[Assignment]
Answer from the post on artificial intelligence below:
(a) How long ago did the writer first hear the term AI?
(b) At which university is Andrew S. Tanenbaum a professor of computer science?
(c) Where does M.R., who asked the question, live?

[Passage provided]
+---+
On Saturday’s Q&A at EV.com one of the questions answered dealt with so-called artificial intelligence. I thought AI was nonsense when I first heard the term forty or more years ago, and I still think it’s nonsense.
Anyway, the question was answered by (V), the pseudonym used by Andrew S. Tanenbaum, a U.S. citizen living in The Netherlands, and a professor of computer science at the Vrije Universiteit. I liked his answer, so I’m reprinting it in full here.
As usual, many of the other answered questions are equally interesting; go have a look.
M.R. in New Brighton, MN, asks: What thoughts do you have about how the term “Artificial Intelligence” is used by the non-technical public? Do you find instances when it is misused? In those instances, what terminology would you use instead?
+---+
[Given material]
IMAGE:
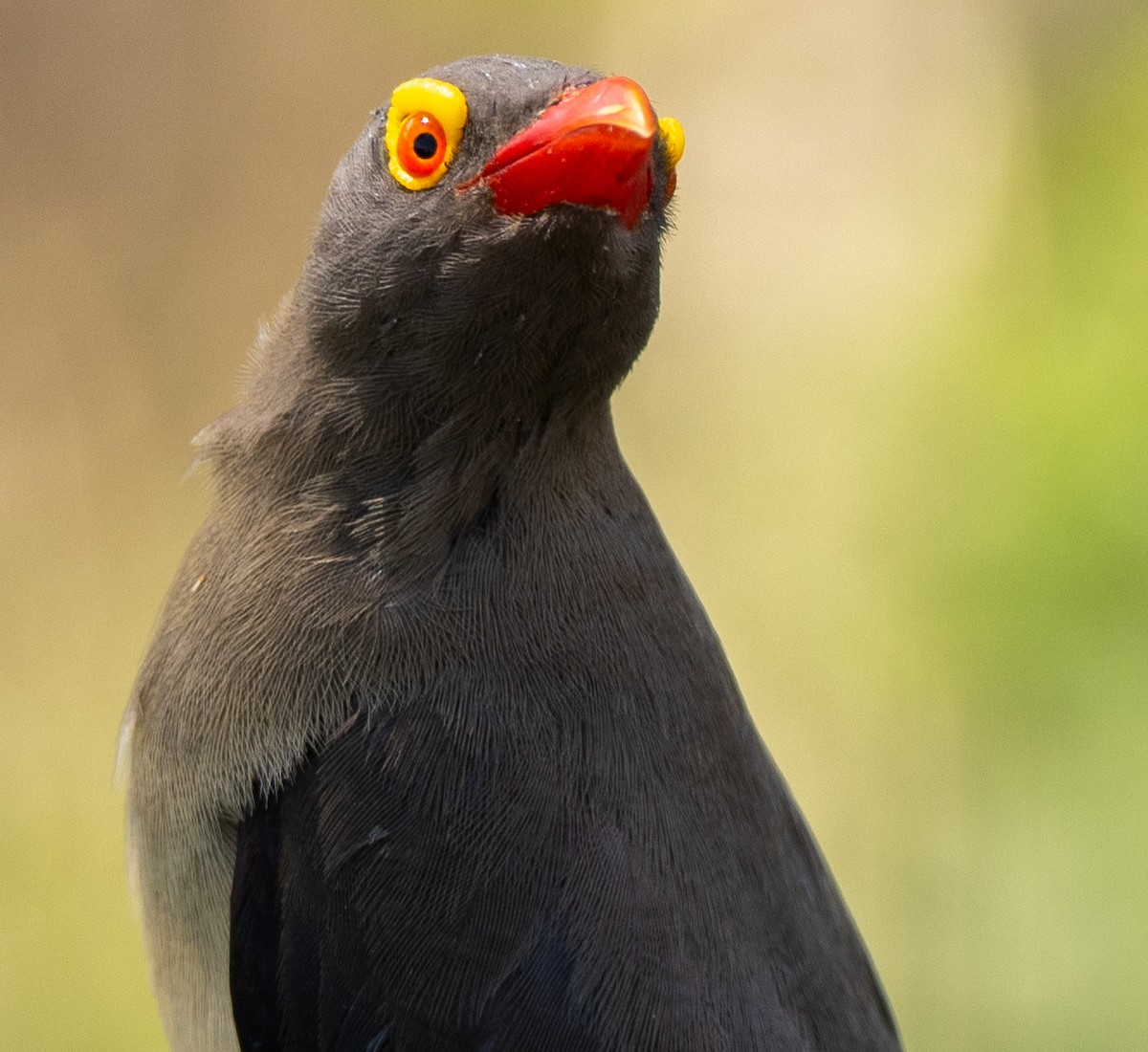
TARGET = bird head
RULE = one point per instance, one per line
+---+
[Response to this task]
(a) Forty or more years ago.
(b) The Vrije Universiteit.
(c) New Brighton, MN.